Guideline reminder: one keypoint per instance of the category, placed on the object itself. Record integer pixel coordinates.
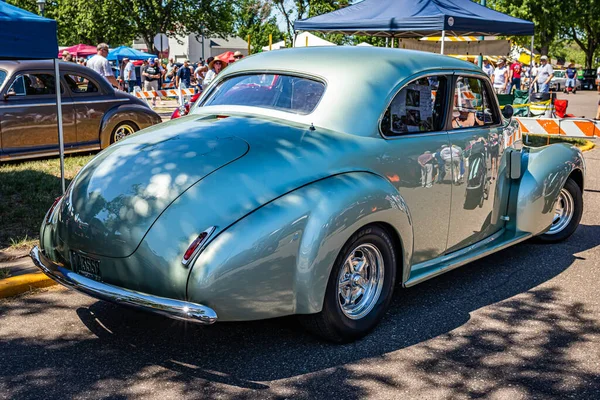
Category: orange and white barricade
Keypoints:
(163, 93)
(572, 127)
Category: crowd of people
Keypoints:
(509, 75)
(154, 73)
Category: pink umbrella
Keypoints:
(80, 50)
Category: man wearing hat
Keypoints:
(237, 56)
(129, 74)
(151, 74)
(500, 77)
(544, 75)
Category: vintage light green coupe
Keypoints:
(310, 182)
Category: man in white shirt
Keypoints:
(100, 64)
(129, 74)
(500, 77)
(487, 67)
(544, 75)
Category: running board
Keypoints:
(430, 269)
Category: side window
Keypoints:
(418, 107)
(33, 85)
(80, 84)
(472, 105)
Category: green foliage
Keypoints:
(255, 18)
(300, 9)
(547, 15)
(178, 17)
(117, 22)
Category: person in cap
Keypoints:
(100, 64)
(487, 67)
(571, 81)
(151, 74)
(214, 68)
(516, 70)
(184, 76)
(237, 56)
(544, 75)
(129, 74)
(500, 77)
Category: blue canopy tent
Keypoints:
(416, 18)
(119, 53)
(25, 35)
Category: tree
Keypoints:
(178, 17)
(583, 27)
(117, 22)
(548, 16)
(255, 18)
(300, 9)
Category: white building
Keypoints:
(190, 47)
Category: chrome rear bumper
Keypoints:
(176, 309)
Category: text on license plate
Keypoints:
(85, 266)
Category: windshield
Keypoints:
(279, 92)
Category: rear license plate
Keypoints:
(85, 266)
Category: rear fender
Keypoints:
(544, 171)
(140, 115)
(277, 260)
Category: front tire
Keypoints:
(359, 289)
(567, 215)
(123, 130)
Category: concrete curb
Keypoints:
(23, 283)
(588, 146)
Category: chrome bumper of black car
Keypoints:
(176, 309)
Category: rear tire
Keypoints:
(123, 130)
(568, 211)
(367, 260)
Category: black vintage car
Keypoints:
(94, 113)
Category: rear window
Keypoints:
(279, 92)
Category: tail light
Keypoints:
(176, 114)
(51, 210)
(195, 97)
(196, 245)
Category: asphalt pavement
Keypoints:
(522, 323)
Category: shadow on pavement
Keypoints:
(525, 341)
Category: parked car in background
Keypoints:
(588, 81)
(94, 114)
(298, 186)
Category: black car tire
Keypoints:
(332, 323)
(575, 193)
(123, 130)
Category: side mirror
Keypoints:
(9, 94)
(508, 111)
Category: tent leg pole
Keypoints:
(61, 143)
(443, 40)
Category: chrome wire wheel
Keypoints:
(122, 132)
(563, 212)
(360, 281)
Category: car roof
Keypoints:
(361, 81)
(13, 66)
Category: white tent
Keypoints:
(275, 46)
(305, 39)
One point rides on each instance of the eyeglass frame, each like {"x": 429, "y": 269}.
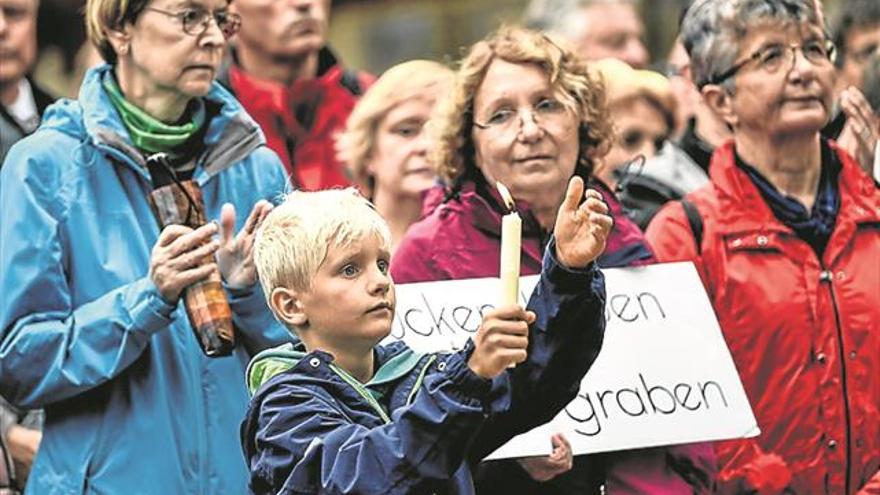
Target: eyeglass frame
{"x": 756, "y": 57}
{"x": 522, "y": 121}
{"x": 212, "y": 16}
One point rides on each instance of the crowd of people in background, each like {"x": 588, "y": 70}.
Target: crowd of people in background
{"x": 752, "y": 150}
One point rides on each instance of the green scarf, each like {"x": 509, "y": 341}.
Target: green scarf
{"x": 147, "y": 132}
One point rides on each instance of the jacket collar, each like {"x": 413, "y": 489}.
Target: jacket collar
{"x": 742, "y": 209}
{"x": 230, "y": 137}
{"x": 393, "y": 361}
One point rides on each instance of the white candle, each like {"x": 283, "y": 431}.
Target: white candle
{"x": 511, "y": 244}
{"x": 877, "y": 162}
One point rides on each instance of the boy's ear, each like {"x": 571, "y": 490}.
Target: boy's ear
{"x": 288, "y": 307}
{"x": 720, "y": 101}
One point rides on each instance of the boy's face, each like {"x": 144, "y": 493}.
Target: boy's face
{"x": 350, "y": 304}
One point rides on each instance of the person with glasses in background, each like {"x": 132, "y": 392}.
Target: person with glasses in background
{"x": 92, "y": 328}
{"x": 527, "y": 113}
{"x": 785, "y": 239}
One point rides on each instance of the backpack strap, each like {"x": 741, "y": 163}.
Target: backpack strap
{"x": 696, "y": 222}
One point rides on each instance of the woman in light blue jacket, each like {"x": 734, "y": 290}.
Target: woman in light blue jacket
{"x": 92, "y": 327}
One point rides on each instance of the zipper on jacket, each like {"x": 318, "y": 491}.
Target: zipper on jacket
{"x": 420, "y": 379}
{"x": 842, "y": 357}
{"x": 362, "y": 391}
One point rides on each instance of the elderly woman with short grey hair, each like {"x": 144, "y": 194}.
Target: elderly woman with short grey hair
{"x": 785, "y": 238}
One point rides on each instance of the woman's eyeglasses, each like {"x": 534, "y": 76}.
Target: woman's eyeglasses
{"x": 773, "y": 57}
{"x": 195, "y": 21}
{"x": 505, "y": 122}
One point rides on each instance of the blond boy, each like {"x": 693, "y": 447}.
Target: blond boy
{"x": 340, "y": 414}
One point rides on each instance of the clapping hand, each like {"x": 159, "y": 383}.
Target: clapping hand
{"x": 235, "y": 255}
{"x": 581, "y": 230}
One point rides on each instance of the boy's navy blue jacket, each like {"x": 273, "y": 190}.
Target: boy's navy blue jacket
{"x": 422, "y": 419}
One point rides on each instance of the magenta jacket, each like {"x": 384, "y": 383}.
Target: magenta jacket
{"x": 459, "y": 237}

• **YOUR GOAL**:
Scan the material for lines holding the word "vintage", count them, and give the result alone.

• **ANSWER BELOW**:
2